***** RECORDS PROVIDED
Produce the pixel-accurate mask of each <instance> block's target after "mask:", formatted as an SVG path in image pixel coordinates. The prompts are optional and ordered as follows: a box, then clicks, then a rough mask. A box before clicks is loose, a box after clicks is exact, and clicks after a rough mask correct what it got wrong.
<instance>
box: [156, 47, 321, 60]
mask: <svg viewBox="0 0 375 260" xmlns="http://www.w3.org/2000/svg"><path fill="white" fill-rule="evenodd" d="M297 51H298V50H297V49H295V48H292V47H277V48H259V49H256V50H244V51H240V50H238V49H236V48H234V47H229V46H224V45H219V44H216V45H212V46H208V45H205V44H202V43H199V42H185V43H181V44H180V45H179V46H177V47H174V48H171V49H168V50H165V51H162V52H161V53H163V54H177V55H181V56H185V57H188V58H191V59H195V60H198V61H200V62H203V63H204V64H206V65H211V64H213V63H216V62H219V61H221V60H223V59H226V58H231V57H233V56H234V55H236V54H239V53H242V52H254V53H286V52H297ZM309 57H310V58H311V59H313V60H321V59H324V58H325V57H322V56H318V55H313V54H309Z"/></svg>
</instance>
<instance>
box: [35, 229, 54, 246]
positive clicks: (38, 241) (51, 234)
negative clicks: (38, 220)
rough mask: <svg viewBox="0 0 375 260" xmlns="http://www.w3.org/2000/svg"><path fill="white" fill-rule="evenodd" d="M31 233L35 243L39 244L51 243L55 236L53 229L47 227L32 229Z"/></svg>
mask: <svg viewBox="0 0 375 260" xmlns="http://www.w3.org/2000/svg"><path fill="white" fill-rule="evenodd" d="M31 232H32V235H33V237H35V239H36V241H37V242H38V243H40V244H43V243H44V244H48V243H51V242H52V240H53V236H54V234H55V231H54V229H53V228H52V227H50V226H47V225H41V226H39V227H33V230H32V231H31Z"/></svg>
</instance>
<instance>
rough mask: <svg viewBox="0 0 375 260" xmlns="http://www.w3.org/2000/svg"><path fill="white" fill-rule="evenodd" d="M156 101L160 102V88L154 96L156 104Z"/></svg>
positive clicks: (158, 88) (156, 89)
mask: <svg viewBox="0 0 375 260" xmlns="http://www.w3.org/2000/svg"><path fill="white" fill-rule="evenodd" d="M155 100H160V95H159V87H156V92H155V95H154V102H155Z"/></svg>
**********
__REQUIRED ACTION__. Repeat all of the material above word for word, leaving nothing out and changing nothing.

__COMPLETED EXERCISE__.
Produce the pixel-accurate mask of each <instance> block's target after "mask:", formatted as an SVG path in image pixel coordinates. The prompts are optional and ordered as follows: a box, then clicks, then a rough mask. A box before clicks is loose, a box after clicks is exact, and clicks after a rough mask correct what it got wrong.
<instance>
box: [156, 47, 321, 60]
mask: <svg viewBox="0 0 375 260" xmlns="http://www.w3.org/2000/svg"><path fill="white" fill-rule="evenodd" d="M297 51H298V50H297V49H295V48H292V47H277V48H259V49H256V50H244V51H240V50H238V49H236V48H234V47H229V46H224V45H219V44H216V45H212V46H208V45H205V44H202V43H199V42H185V43H181V44H180V45H179V46H177V47H174V48H171V49H168V50H165V51H162V52H161V53H163V54H177V55H181V56H185V57H188V58H191V59H195V60H198V61H200V62H203V63H204V64H206V65H211V64H213V63H216V62H219V61H221V60H223V59H226V58H231V57H233V56H234V55H236V54H239V53H242V52H254V53H286V52H297ZM309 57H310V58H311V59H313V60H321V59H324V58H325V57H322V56H318V55H313V54H309Z"/></svg>
</instance>
<instance>
box: [35, 229, 54, 246]
positive clicks: (38, 241) (51, 234)
negative clicks: (38, 220)
rough mask: <svg viewBox="0 0 375 260" xmlns="http://www.w3.org/2000/svg"><path fill="white" fill-rule="evenodd" d="M31 233L35 243L39 244L51 243L55 236L53 229L47 227L32 229Z"/></svg>
mask: <svg viewBox="0 0 375 260" xmlns="http://www.w3.org/2000/svg"><path fill="white" fill-rule="evenodd" d="M31 232H32V235H33V237H35V239H36V241H37V242H38V243H40V244H43V243H44V244H48V243H51V242H52V240H53V236H54V234H55V231H54V229H53V228H52V227H50V226H47V225H41V226H39V227H33V230H32V231H31Z"/></svg>
</instance>
<instance>
rough mask: <svg viewBox="0 0 375 260" xmlns="http://www.w3.org/2000/svg"><path fill="white" fill-rule="evenodd" d="M156 101L160 102V88L154 96L156 104Z"/></svg>
positive clicks: (158, 88) (156, 89)
mask: <svg viewBox="0 0 375 260" xmlns="http://www.w3.org/2000/svg"><path fill="white" fill-rule="evenodd" d="M155 100H160V95H159V87H156V92H155V95H154V102H155Z"/></svg>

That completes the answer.